» **Material supplied**
◆ ◆ ◆ ◆ ◆

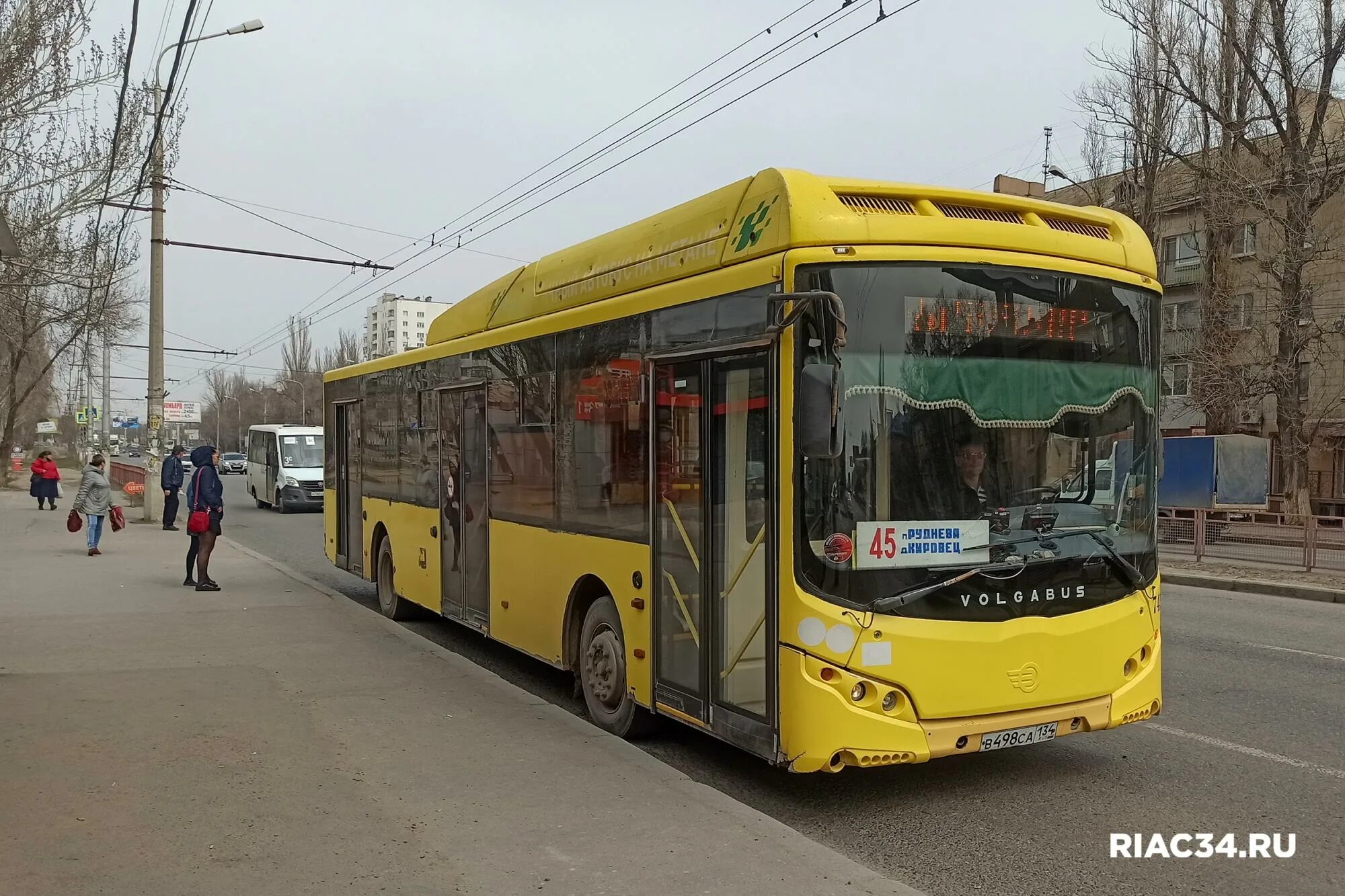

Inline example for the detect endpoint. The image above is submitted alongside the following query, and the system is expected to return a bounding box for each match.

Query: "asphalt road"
[211,477,1345,896]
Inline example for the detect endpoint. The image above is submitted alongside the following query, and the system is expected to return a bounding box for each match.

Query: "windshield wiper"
[868,556,1028,614]
[999,526,1145,591]
[868,526,1145,614]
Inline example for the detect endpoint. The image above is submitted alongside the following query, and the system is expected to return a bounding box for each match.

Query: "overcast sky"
[98,0,1122,414]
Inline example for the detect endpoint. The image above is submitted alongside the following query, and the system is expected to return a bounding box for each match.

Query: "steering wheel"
[1009,486,1060,505]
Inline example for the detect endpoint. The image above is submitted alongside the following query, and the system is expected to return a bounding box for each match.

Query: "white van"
[247,423,323,514]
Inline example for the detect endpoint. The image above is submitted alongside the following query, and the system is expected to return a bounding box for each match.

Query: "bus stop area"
[0,491,915,896]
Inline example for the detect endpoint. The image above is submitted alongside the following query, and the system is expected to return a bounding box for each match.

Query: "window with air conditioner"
[1228,292,1252,329]
[1163,231,1200,270]
[1232,222,1256,258]
[1159,363,1190,398]
[1163,301,1200,331]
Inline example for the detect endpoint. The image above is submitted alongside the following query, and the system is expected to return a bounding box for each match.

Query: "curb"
[219,536,925,896]
[1158,560,1345,604]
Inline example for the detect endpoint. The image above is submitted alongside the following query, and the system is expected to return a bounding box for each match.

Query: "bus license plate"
[981,723,1057,752]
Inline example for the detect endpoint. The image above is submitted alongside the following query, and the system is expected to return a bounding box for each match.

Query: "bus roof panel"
[414,168,1157,345]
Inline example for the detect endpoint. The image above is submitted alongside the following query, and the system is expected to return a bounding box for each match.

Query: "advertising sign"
[164,401,200,422]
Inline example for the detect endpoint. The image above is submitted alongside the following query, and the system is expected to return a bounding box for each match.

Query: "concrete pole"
[102,340,112,455]
[145,83,164,522]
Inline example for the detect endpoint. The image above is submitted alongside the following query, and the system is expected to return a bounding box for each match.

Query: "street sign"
[164,401,200,422]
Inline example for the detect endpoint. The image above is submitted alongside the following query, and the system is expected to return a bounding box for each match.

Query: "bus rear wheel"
[578,596,652,737]
[377,538,413,622]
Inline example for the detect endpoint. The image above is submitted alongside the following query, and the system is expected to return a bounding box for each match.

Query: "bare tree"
[277,317,321,423]
[1077,0,1180,241]
[1085,0,1345,514]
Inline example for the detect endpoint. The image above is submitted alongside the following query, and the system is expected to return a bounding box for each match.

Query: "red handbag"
[187,470,210,536]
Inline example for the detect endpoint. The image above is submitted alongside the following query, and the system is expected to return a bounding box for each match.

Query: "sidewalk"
[0,491,915,896]
[1158,552,1345,604]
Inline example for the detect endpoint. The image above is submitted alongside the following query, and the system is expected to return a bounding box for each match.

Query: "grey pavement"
[213,477,1345,896]
[0,491,915,896]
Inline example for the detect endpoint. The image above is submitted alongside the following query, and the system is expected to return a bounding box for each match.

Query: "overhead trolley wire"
[184,0,921,387]
[187,0,853,368]
[182,0,921,384]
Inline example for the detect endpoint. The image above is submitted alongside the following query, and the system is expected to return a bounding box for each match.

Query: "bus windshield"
[796,263,1158,622]
[280,433,323,470]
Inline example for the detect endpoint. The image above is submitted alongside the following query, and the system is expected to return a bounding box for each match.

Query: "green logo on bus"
[733,196,780,251]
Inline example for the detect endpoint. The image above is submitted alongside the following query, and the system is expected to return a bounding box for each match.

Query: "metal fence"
[1158,507,1345,571]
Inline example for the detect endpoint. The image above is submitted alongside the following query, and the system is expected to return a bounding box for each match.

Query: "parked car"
[219,451,247,475]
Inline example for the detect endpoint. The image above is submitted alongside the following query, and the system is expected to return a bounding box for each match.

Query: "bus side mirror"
[794,364,841,458]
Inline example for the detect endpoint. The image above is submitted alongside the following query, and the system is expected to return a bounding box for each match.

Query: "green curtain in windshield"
[843,354,1157,427]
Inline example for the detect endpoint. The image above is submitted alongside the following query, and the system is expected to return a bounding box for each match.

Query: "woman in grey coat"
[74,455,112,557]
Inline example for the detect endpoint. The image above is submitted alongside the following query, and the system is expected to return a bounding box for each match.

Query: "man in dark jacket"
[159,445,186,532]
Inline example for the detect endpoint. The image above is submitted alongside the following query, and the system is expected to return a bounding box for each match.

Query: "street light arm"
[155,19,265,86]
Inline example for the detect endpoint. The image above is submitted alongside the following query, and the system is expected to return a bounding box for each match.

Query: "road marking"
[1248,643,1345,663]
[1141,723,1345,779]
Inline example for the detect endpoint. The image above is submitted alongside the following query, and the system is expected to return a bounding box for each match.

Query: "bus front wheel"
[378,538,412,620]
[578,596,651,737]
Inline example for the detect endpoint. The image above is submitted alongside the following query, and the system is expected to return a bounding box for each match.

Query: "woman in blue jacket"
[182,445,225,591]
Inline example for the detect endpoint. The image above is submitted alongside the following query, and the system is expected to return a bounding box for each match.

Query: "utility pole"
[1041,126,1050,184]
[145,19,262,522]
[101,340,112,455]
[145,78,164,522]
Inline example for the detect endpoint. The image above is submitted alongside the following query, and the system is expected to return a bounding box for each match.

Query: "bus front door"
[651,351,776,759]
[438,386,490,630]
[332,401,364,575]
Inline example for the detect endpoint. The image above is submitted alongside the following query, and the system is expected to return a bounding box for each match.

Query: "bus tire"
[375,538,413,622]
[577,596,651,737]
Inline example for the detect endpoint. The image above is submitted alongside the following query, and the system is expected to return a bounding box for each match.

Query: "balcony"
[1158,259,1205,289]
[1158,327,1197,358]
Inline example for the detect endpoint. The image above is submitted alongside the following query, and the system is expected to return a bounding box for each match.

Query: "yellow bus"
[324,169,1162,772]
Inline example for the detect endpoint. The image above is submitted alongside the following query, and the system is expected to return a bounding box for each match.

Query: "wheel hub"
[584,630,625,709]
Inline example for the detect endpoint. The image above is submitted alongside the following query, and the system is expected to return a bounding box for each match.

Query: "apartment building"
[364,292,449,358]
[1006,171,1345,503]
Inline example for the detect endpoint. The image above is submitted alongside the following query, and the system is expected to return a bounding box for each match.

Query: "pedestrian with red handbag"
[182,445,225,591]
[74,455,112,557]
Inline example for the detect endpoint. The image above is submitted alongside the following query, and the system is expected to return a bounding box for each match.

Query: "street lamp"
[247,386,270,422]
[145,19,262,522]
[1046,165,1102,206]
[280,376,308,423]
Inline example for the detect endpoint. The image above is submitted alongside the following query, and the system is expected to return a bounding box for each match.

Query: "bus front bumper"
[780,637,1162,772]
[280,486,323,510]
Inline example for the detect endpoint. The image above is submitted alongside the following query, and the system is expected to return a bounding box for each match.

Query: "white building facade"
[364,292,449,358]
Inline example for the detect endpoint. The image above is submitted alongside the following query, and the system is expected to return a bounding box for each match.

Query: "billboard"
[164,401,200,422]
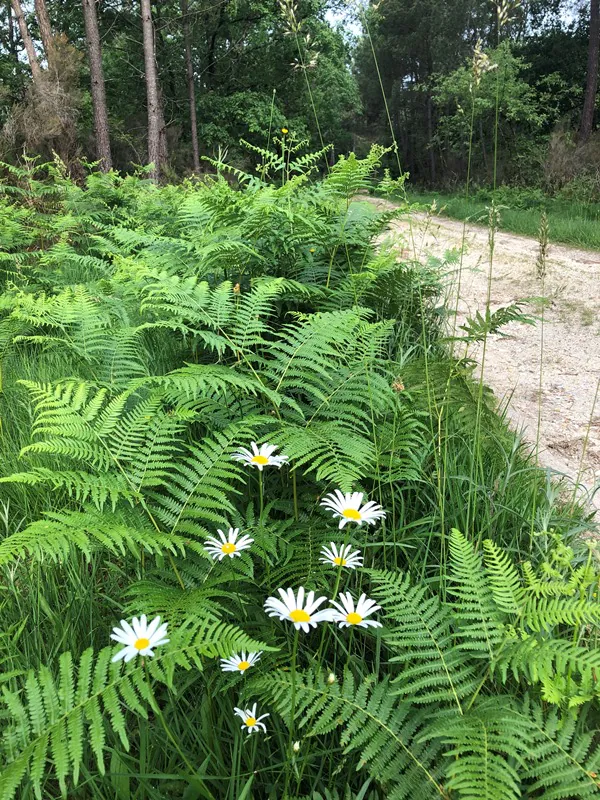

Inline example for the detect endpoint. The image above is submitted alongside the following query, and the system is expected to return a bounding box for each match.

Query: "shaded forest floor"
[369,198,600,509]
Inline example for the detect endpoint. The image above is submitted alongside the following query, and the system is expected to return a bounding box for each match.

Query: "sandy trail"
[369,198,600,509]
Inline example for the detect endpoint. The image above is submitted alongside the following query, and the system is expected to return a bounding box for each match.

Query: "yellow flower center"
[346,611,362,625]
[290,608,310,622]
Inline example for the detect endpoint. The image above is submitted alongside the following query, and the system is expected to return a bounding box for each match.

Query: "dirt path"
[369,198,600,509]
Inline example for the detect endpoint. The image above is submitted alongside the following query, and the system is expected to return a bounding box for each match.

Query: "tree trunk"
[10,0,42,85]
[181,0,200,172]
[34,0,57,71]
[579,0,600,144]
[427,92,437,186]
[83,0,112,172]
[141,0,167,179]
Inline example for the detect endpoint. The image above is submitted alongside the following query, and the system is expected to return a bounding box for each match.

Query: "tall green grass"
[408,189,600,250]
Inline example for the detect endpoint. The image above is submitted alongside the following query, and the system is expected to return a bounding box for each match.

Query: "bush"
[0,148,600,800]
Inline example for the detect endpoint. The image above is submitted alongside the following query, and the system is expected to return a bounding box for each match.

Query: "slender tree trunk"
[181,0,200,172]
[141,0,166,179]
[579,0,600,144]
[34,0,56,70]
[83,0,112,172]
[10,0,42,86]
[427,93,437,186]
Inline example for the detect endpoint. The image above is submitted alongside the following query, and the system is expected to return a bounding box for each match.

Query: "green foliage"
[0,153,600,800]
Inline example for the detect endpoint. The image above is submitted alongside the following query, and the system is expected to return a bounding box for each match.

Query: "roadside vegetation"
[0,145,600,800]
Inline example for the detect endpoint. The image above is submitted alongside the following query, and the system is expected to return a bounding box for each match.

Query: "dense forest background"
[0,0,600,195]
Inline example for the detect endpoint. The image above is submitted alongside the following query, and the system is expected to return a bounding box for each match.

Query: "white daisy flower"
[231,442,288,472]
[110,614,169,663]
[221,650,262,674]
[331,592,382,628]
[204,528,254,561]
[319,542,363,569]
[265,586,332,633]
[233,703,270,734]
[321,489,385,528]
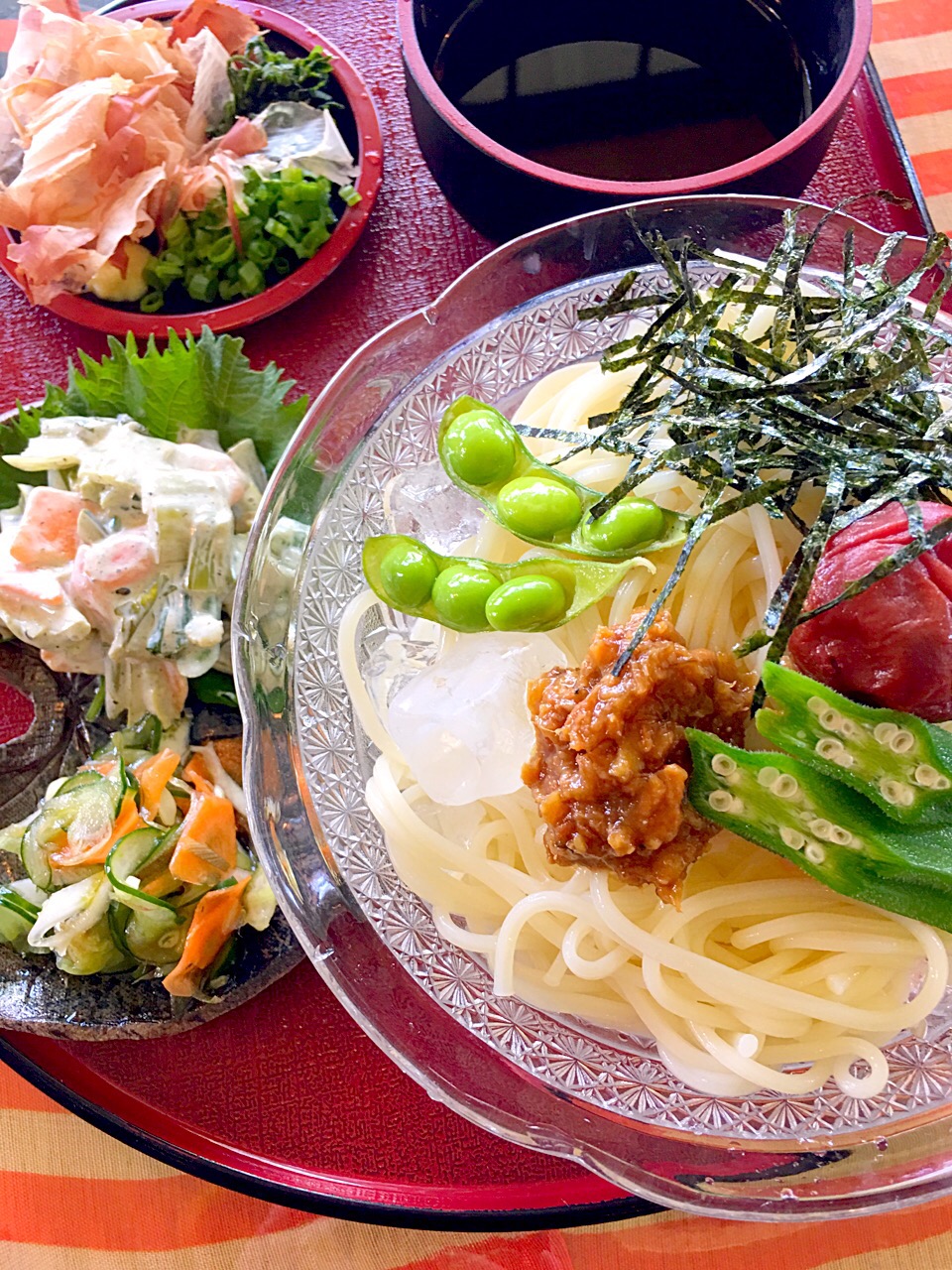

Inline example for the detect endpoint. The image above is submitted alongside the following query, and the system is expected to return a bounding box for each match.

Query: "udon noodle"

◆ ◆ ◆ ◆ ◆

» **Required work**
Reproduce the material above verbatim, from its start through the line holding "[98,0,1122,414]", inclusive. Omit the pictures.

» **Final result**
Inline example for the detect endpoint. The image above is submitted alongside the following query, and the system is expected to return a bounding box for each match.

Query: "asphalt road"
[211,477,1345,896]
Inline example for the detect endpoint. The image above is submitted alongside the following query, and the system is expected to return a bounding box for each match.

Query: "windshield wiper"
[868,556,1028,614]
[999,526,1145,591]
[868,526,1145,614]
Inline example for the detect endpoint. The image above is submitted alongside the following query, and the system is expected to return a bounding box for each match.

Query: "overcast sky"
[98,0,1122,414]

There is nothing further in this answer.